Pour autant, “l'idée de plateformes de communication entre les différents partenaires est essentielle pour l'orientation des différents publics", assure-t-il. Mais aux yeux du président de l'ANDCIO, la solution Cité des métiers s'apparente à une fausse bonne idée : “Il s'agit de créer une structure − comme s'il y en avait déjà pas assez − chargée de structurer toutes les autres, sans aucune légitimité pour le faire. Les CIO ont ceci de spécifique dans l'histoire de l'orientation qu'ils sont les seuls à avoir une vocation pleine et entière à s'occuper d'orientation. Nous avons vraiment une légitimité particulière, mais, pour pouvoir l'assumer, il nous faut une structuration qui corresponde à l'année 2012, et non pas aux années 1970."

D'où le souhait rappelé par l'ANDCIO, dans sa réaction au rapport Larcher, de voir doter les CIO d'un statut qui leur permette d'accéder à davantage d'autonomie : “Les CIO peuvent jouer un rôle moteur dans bien des régions, en pleine collaboration avec des réseaux de partenaires qu'ils connaissent bien, à condition de leur donner la structure administrative et la capacité de gestion financière qui convient à la mise en place d'un réel droit à l'orientation. Ce changement entraîne une nécessité majeure, celle de concevoir des gestions pluripartites État, collectivités locales qui pourraient avoir la forme d'une gestion conjointe d'un établissement public régional associant les Rectorats, les Régions et les Départements à leur gestion tant politique que financière." Et Robert Poisson de conclure : “En 2012, tout le monde comprend bien que l'orientation est un sujet crucial, mais on ne dote pas la structure qui devrait répondre à un certain nombre de questions dans ce domaine des caractéristiques institutionnelles qui lui permettraient d'agir."

Consignes à suivre -
(1) D'après le texte sur les CIO, à quelle époque le président de l'ANDCIO veut-il que la structuration des CIO corresponde ?
(2) Les affirmations suivantes concordent-elles avec le texte sur les CIO ? Répondez par oui ou non et citez les mots qui tranchent. (a) Le président de l'ANDCIO voit dans la Cité des métiers une bonne solution. (b) L'ANDCIO souhaite pour les CIO un statut leur donnant plus d'autonomie. (c) La gestion conjointe envisagée associerait les Rectorats, les Régions et les Départements.
(3) Rédigez la suite du texte sur les CIO à partir de sa dernière phrase.
Les lignes placées après ce texte n'interviennent en rien dans ce travail.

Données brutes -
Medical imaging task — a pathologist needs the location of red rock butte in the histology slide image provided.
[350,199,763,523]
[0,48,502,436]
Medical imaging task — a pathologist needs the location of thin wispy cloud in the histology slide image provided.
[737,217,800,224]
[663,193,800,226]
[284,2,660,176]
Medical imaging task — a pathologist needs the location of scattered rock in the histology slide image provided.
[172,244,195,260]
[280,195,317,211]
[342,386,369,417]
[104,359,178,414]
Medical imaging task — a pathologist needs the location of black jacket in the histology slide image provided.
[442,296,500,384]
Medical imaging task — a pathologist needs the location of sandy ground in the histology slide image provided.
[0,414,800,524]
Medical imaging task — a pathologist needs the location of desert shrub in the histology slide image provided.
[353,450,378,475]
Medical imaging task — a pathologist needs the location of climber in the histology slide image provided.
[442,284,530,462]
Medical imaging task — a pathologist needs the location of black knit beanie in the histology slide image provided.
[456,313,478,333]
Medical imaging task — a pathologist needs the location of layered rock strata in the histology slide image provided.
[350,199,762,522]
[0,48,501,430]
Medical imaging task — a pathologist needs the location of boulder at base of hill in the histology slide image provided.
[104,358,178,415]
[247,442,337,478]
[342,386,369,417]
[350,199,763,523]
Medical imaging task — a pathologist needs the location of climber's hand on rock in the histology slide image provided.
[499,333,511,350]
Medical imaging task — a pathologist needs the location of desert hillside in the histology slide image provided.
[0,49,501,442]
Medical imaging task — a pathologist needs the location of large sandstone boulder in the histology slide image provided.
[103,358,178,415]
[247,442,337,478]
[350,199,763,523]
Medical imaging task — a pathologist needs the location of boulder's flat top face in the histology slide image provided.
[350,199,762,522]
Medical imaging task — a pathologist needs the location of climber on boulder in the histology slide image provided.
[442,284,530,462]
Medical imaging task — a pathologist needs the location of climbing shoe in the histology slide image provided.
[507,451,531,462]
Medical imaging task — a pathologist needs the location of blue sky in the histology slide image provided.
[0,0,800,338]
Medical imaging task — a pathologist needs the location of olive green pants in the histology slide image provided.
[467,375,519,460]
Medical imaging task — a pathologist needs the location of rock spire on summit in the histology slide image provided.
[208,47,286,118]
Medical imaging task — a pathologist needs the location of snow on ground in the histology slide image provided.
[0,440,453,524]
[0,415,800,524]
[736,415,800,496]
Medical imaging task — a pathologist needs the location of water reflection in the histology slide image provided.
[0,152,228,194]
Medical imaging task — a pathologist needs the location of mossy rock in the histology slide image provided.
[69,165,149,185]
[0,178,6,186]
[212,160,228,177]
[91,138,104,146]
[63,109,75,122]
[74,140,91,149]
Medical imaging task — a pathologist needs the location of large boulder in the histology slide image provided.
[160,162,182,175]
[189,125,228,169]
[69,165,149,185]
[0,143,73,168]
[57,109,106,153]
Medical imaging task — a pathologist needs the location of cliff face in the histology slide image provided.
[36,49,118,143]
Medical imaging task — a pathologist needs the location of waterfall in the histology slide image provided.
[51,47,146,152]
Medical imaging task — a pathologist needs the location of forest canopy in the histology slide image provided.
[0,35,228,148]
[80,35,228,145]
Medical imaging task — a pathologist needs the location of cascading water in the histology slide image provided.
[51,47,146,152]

Réponses aux consignes -
(1) À l'année 2012, et non aux années 1970.

(2)
(a) Non : « la solution Cité des métiers s'apparente à une fausse bonne idée »
(b) Oui : « de voir doter les CIO d'un statut qui leur permette d'accéder à davantage d'autonomie »
(c) Oui : « associant les Rectorats, les Régions et les Départements à leur gestion tant politique que financière »

(3)
Entretien avec Robert Poisson, président de l'ANDCIO

“L'orientation, sujet du siècle, n'a pas trouvé son autonomie réelle"

La FSU, qui représente une partie des conseillers d'orientation psychologues, se montre assez hostile au déploiement du service public de l'orientation tel que défini par la loi du 24 novembre 2009. L'ANDCIO partage-t-elle cette position ?

Nous n'avons pas les mêmes vues, car nous sommes d'accord pour travailler sur les questions du SPO et de la labellisation. La structuration des réseaux autour de l'orientation ne nous pose pas de problème, alors que la FSU est beaucoup plus négative.

Diriez-vous que vous êtes favorable à la mise en place du SPO telle que définie dans la loi de 2009, pour peu que l'on s'éloigne de la notion de “lieu unique" ?

Absolument, il ne faut pas rentrer dans la notion de lieu unique, au sens des “murs". Pour nous, la structuration “Cité des métiers" revient à mettre en place une nouvelle structure qui représente essentiellement des murs, puis de demander aux différents réseaux de venir faire des permanences. Ce qui ne respecte pas les différentes spécificités des réseaux.

C'est-à-dire ?

Si nous regardons ce qu'est la charte Cité des métiers, nous voyons bien qu'elle est conçue de façon à ce que chaque acteur intervienne sans jamais faire référence à sa structure d'origine. Or, chaque structure d'origine a ses propres spécificités, en termes de métier, mais également en termes de statut des personnels, qu'il s'agisse des personnels de l'Éducation nationale, des Missions locales, etc. Et ces statuts ne peuvent pas être remis en cause simplement parce qu'a été défini un lieu unique où ces personnes doivent intervenir. Par ailleurs, et sur la question de la spécificité des métiers, il faut que chaque structure puisse développer sa propre expertise, sur son secteur d'expertise. L'orientation n'est pas un fourre-tout. L'essentiel, pour nous, est que nous puissions partager nos spécificités. C'est dans ce sens que nous ne sommes pas tout à fait sur la même position que la FSU : nous trouvons très intéressant que les réseaux se confrontent et puissent travailler ensemble à améliorer leurs propres caractéristiques, dans le cadre de la loi sur l'orientation tout au long de la vie.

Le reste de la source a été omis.